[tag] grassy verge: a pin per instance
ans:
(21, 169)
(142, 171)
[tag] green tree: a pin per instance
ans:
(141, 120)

★ ★ ★ ★ ★

*Task prompt*. Rewrite every line of the records above, requests included, and shift each point coordinate in the answers by adding 86 to both its x and y values.

*Solution to this task*.
[tag] grassy verge: a pin per instance
ans:
(107, 255)
(228, 257)
[tag] green tree: a pin per instance
ans:
(227, 206)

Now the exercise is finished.